Given text:
------------------------------

This was mentioned because it is usually a sign of a very commercial Council. Back in 2003 I attended a Hall of Fame in Vegas, promotions were handed out like candy.
I agree with you that the lack of a HoF doesn't mean that the council is ok.  When a council offer's rank certifications, different types of memberships, charge card payment programs etc., then a red flag should go up. I was given a free membership into one, after I got in the other shoe fell. Never again.


----------



## KenpoEMT (Jul 23, 2005)

evenflow1121 said:
			
		

> I will never understand why people are not willing to work hard and achieve a rank the proper way


America, land of instant gratification.  Our nation is certainly the greatest on earth; our freedoms grant the average citizen the right to buy martial arts rank.  Good.  Let skill be the litmus test for respect in the martial arts community.
May the federal government never create a new department.  I would hate to see the Department of Martial Arts.
Rank tests would have total oversight then.:tank:


----------



## Matt Stone (Jul 23, 2005)

This is why we must aggressively "police our own," and refuse to cave in to niceties and politeness in the face of fraudulent, irresponsible behavior.

Out the fraud.  Expose him/her.  Shout from the rooftops the discovered information so everyone, senior and novice alike, can hear.  Archive and codify the information for future reference.

Short of "dojo busting," actually going to their school and pounding the snot out of them in front of their students, then giving them an ultimatum to shut down immediately or walk the straight and narrow, this is our only recourse...

Sad where a warrior subculture exists we have to rely upon journalistic techniques to keep our our standards.  Once upon a time people wouldn't have dared to self-promote or buy rank for fear of reprisal from others...   :idunno:  Wonderful world we live in, eh?


----------



## kenpo3631 (Jul 24, 2005)

All this talk about soke-ship has got my head hurting. I know of someone who was awarded Soke-ship from Meijin10. Would that be considered a "good ole' boys club" pat on the back?"



> Achieving recognition by the Chinese Kenpo Karate Association C.K.K.A in which he eventually inherited and was awarded sokeship by Grandmaster Cunningham


----------



## Matt Stone (Jul 24, 2005)

#1) I had no idea who Meijin10 was...  So I checked his website and found his bio (my comments will be in red, included in the quoted text):

Al Cunningham - Bio

* Started Martial Arts in 1965. (That was three years before I was even born...  Wow.)

*Black Belt Ranks In:

   Kenpo Karate/T-Jitsu (since this is the style he "created," who awarded him the rank?  Isn't "founder" sufficient?), Taiho-Jitsu, British Taiho-Jutsu (as opposed to "regular" taiho-jutsu?) & Judo.

   Master Trainer in AmeriThai Kickboxing.

  *Rank Certified by the Northern Shaolin Temple. (what do they have to do with kenpo?)

    -Certification was sign by the Senior Monk and given to Al C. free of charge. (probably because he didn't care, knew it didn't mean anything, and figured anyone who needed such certification would be happy with whatever worthless paper token was given to him...  very Zen lesson, really, for those who could understand it for what it was)

------------------------------

Given records:
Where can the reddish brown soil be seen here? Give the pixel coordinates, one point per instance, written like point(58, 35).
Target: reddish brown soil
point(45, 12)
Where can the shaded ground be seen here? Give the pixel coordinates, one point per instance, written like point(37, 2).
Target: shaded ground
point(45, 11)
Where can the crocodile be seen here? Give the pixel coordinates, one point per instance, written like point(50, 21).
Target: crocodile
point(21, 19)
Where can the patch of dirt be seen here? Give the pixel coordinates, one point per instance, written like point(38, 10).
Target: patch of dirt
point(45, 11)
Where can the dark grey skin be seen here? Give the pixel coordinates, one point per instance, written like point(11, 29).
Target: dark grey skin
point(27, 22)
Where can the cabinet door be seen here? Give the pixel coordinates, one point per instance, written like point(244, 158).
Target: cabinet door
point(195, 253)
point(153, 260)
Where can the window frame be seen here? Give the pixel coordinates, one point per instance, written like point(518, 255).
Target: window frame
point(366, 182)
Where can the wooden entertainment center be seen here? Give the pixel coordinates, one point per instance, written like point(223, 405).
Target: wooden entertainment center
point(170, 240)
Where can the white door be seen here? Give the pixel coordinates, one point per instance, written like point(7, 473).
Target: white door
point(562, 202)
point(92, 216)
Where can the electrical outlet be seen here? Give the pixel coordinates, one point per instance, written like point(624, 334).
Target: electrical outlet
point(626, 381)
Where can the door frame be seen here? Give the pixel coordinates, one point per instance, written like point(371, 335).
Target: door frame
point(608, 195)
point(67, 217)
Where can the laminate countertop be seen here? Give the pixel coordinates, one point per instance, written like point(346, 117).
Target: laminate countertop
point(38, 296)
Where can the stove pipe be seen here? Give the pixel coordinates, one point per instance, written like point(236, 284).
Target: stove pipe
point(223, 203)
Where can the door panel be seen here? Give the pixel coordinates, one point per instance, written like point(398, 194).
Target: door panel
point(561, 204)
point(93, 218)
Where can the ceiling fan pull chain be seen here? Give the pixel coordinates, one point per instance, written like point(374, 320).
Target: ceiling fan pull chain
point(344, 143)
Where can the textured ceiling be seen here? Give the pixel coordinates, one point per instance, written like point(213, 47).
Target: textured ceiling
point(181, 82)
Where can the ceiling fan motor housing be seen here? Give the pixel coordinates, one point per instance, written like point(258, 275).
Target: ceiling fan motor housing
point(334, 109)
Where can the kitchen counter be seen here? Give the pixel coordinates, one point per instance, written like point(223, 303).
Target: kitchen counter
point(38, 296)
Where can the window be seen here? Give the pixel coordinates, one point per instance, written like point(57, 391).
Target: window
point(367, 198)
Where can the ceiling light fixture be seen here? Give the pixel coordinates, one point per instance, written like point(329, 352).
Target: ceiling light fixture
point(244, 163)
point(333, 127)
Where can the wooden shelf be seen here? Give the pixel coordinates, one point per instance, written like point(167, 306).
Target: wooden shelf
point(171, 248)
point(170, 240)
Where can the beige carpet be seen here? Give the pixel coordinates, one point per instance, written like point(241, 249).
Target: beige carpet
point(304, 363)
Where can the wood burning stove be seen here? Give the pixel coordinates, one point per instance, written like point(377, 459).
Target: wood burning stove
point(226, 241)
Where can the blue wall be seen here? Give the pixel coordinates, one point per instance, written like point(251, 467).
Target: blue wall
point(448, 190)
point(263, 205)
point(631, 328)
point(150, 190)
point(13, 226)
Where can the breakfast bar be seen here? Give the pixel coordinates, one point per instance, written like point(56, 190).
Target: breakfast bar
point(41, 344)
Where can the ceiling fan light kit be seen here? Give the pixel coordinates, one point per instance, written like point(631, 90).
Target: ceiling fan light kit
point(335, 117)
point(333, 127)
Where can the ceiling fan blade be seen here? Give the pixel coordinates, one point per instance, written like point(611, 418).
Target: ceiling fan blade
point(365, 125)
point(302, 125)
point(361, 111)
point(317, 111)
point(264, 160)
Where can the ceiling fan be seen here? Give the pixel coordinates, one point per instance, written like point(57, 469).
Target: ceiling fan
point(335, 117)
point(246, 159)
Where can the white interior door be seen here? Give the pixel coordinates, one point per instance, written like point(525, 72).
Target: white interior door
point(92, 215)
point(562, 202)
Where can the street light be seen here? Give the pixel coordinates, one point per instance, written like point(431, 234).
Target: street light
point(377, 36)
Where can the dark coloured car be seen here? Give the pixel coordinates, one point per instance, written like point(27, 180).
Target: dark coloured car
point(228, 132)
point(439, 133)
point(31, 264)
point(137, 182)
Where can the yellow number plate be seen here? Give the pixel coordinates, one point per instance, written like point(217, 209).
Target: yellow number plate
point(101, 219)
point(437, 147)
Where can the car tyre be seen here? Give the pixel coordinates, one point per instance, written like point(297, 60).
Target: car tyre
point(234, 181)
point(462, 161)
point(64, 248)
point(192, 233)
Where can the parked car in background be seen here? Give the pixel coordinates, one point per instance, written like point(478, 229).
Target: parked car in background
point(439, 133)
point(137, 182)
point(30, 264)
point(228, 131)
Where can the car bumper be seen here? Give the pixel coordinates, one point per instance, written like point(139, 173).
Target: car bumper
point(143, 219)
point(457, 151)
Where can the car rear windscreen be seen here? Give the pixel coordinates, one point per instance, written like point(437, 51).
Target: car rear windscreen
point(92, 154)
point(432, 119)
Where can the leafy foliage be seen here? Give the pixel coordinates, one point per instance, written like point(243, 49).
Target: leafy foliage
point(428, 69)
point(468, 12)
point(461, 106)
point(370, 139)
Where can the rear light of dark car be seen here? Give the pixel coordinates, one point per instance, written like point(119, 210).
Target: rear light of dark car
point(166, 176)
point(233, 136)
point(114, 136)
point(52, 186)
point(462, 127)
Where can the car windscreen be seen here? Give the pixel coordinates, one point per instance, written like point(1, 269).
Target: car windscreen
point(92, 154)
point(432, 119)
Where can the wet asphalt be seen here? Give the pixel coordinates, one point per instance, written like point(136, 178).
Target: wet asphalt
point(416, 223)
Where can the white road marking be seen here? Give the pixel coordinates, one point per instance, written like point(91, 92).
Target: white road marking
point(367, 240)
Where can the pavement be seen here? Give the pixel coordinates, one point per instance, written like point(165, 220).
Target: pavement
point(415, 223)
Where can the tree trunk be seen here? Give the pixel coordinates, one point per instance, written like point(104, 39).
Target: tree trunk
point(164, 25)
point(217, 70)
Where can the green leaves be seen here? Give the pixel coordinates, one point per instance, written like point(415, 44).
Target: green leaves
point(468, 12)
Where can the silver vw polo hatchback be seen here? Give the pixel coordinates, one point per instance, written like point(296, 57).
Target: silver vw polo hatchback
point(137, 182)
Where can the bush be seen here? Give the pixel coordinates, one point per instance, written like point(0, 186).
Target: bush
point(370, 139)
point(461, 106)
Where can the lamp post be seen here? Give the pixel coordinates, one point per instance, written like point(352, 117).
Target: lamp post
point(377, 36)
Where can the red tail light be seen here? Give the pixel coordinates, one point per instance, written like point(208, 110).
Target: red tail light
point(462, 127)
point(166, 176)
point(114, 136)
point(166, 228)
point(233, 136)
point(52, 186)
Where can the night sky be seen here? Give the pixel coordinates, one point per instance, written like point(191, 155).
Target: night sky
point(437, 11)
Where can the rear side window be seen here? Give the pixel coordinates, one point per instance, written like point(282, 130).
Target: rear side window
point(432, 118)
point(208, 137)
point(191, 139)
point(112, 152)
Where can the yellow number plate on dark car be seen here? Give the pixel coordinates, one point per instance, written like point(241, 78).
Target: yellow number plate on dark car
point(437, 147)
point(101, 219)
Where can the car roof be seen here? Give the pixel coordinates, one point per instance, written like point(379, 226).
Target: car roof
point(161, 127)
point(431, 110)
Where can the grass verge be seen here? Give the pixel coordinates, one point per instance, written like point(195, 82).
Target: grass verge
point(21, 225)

------------------------------

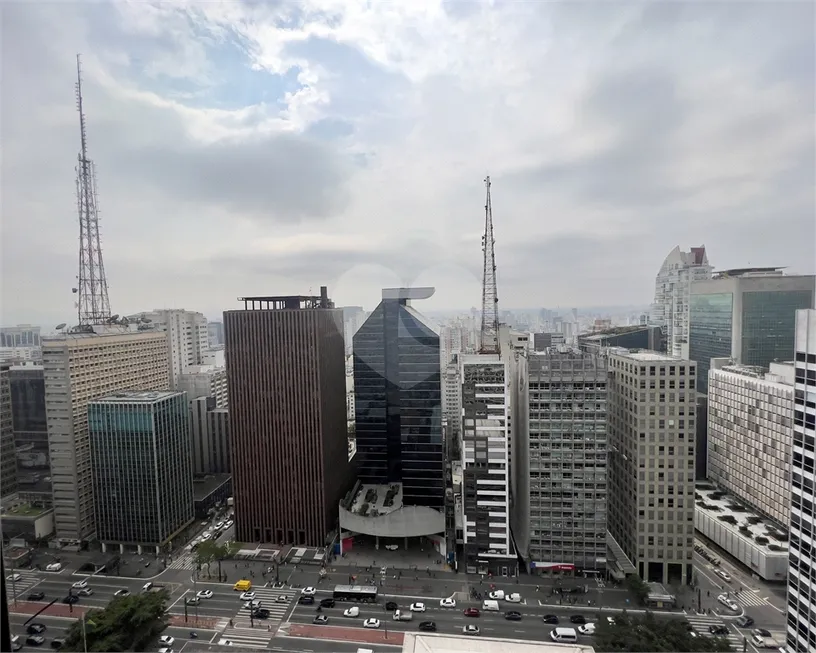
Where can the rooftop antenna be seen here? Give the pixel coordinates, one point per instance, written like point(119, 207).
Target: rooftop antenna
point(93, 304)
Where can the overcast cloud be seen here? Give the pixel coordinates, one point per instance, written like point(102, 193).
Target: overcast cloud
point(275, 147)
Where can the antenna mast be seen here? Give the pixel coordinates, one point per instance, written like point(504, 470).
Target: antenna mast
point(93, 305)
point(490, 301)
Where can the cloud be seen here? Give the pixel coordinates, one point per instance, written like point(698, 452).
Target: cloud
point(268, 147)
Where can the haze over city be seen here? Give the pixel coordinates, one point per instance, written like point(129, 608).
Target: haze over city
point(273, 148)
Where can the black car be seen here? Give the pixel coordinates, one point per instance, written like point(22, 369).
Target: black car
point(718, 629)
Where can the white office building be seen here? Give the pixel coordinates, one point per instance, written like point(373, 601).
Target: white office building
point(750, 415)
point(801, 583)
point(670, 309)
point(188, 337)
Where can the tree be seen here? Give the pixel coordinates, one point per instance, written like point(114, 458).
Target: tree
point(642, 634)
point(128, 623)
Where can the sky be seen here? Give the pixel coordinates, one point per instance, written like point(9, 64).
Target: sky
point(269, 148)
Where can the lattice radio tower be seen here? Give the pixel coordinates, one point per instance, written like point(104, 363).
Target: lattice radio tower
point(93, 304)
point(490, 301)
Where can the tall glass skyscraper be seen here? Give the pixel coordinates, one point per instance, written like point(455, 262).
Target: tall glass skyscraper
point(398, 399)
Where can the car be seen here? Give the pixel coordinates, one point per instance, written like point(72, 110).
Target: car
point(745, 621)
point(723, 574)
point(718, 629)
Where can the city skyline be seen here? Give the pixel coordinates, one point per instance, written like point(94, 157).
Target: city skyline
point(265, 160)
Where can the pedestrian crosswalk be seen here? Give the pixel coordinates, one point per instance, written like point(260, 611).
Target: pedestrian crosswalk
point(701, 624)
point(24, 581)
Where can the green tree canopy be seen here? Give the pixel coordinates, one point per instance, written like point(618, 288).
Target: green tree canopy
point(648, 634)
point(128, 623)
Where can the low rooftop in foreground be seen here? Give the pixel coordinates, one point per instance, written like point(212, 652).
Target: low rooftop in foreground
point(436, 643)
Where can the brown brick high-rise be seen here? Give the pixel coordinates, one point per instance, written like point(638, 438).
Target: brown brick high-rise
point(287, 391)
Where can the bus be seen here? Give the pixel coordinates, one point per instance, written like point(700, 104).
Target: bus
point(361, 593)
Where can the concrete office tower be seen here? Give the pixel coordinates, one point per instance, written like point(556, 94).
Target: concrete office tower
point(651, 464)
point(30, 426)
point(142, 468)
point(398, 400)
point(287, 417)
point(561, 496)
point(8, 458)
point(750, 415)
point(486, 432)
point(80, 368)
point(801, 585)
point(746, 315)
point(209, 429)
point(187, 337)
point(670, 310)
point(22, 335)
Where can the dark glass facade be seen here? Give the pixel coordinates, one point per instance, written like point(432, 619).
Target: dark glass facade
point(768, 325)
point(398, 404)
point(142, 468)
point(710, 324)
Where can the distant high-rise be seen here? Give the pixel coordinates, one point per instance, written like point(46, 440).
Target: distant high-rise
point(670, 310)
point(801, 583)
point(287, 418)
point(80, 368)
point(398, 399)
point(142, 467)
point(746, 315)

------------------------------

Exercises:
1. Summarize the forum thread in two sentences.
2. Reproduce the part of the forum thread that opens with the words containing "Out the fraud." and closes with "for future reference.".
The items aren't needed for this work.

Answers to the exercises:
1. Posters discuss martial arts councils and people who buy or self-promote rank, and one warns that a council offering rank certifications, different memberships, and charge card payment programs should raise a red flag. Another urges aggressively exposing frauds, and a later reply comments critically on the bio of Al Cunningham, including a rank certification from the Northern Shaolin Temple given free of charge.

2.
Out the fraud.  Expose him/her.  Shout from the rooftops the discovered information so everyone, senior and novice alike, can hear.  Archive and codify the information for future reference.